(EXCERPTED RECORDS Opens)

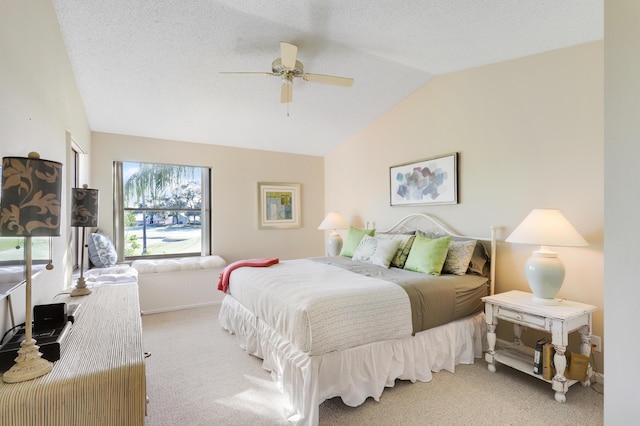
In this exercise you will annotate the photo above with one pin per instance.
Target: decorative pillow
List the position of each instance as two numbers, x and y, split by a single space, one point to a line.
101 251
404 246
376 251
459 256
427 255
353 239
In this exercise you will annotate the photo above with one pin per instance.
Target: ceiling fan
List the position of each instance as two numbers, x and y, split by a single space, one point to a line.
287 67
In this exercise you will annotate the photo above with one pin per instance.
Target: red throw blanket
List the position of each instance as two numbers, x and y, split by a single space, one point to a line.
223 282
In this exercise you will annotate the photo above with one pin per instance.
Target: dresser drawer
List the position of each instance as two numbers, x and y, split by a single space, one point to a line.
521 317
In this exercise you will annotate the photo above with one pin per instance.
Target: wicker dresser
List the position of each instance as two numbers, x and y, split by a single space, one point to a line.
100 377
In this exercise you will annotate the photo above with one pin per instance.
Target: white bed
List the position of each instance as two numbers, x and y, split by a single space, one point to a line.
314 356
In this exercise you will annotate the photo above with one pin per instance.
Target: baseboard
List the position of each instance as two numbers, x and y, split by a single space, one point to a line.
596 377
177 308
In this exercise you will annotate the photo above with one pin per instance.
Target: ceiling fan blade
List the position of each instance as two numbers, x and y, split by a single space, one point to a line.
270 74
288 53
328 79
286 93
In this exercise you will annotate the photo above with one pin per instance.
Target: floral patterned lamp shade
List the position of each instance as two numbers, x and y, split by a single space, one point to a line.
84 207
31 190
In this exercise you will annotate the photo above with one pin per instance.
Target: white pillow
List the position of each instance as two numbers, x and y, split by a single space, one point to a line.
458 257
376 251
101 251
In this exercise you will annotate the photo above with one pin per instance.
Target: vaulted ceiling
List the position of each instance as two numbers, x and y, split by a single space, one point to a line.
153 68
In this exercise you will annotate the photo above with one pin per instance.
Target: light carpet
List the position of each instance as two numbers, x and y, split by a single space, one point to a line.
198 375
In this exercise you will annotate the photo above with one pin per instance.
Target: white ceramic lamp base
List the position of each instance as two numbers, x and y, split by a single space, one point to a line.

(EXCERPTED RECORDS Closes)

TASK INSTRUCTIONS: Reproduce each entry above word for word. Pictures are not part of the copy.

RESULT FOR THIS TASK:
In this exercise you will annotate the photo above with one pin per instance.
Target: decorative pillow
List the position of each instance as two numbers, x and y, split by a single space, one point to a line.
101 251
404 246
376 251
459 256
427 255
353 239
In this exercise you will annotate the photo above with one pin per instance.
Target: ceiling fan
List the position of each instance as two numbers, x and y, split by a single space, one point to a line.
287 67
In this exercise you will annotate the photo above with one pin per instance.
Target: red throw blanket
List the position of each instance as two numbers, x and y, split by a single space, one point to a line.
223 282
In this exercise you will annotate the photo above with one pin per instance.
Target: dresser drawer
List the position of each instance as two numbers, x and y, split by a single space, one point to a line.
521 317
In this exercise you will annotate the photo above with one pin per instance.
Target: wicker dresser
List the position of each instance as two numbers, x and y, split by a single space, one point to a line.
100 377
In this exercise you will annotate the photo above with one pin per instance.
Target: white bed
List the position of each instance as two numbers, x and y, split by a single space, one point to a line.
314 356
In this exercise you will annotate the photo above with one pin per instance.
Target: baseboard
List the position of each instance as two numbers, x and y, split by a single space, one point to a line.
596 377
177 308
In this exercise you will annotate the photo above with one pin per instance.
Target: ceiling fan blade
List the position of each instance as two numbers, x and y, split by a single space, one point to a line.
270 74
288 53
328 79
286 93
In this exercise you will annotate the photo above with one pin per instance.
Target: floral patterned lamp shade
List the position of each instance as two numbers, x and y, split by a single space, one point to a line.
84 207
31 190
In this exercise you will annotate the photo above with one pin per instance.
Target: white pillow
List the position of each instance as two numbers, x and y, split by a single space, one point to a line.
458 257
376 251
101 251
In this exercise you will annotate the photo above with one pin per instance.
Target: vaulted ceiling
List the position of each instance as two numbers, x and y, split by a single space, one point to a line.
153 68
In this exercise you will annotate the photo above with one pin per instance.
Target: light carpet
List the position of each instance as two numbers, x and y, split by a single space, one point to a line.
198 375
In this exercise you will annotate the photo above with one pin per instance.
Target: white ceramic lamp base
List the position of each instance as two numbers, x and y, split by a single space, one point to a line.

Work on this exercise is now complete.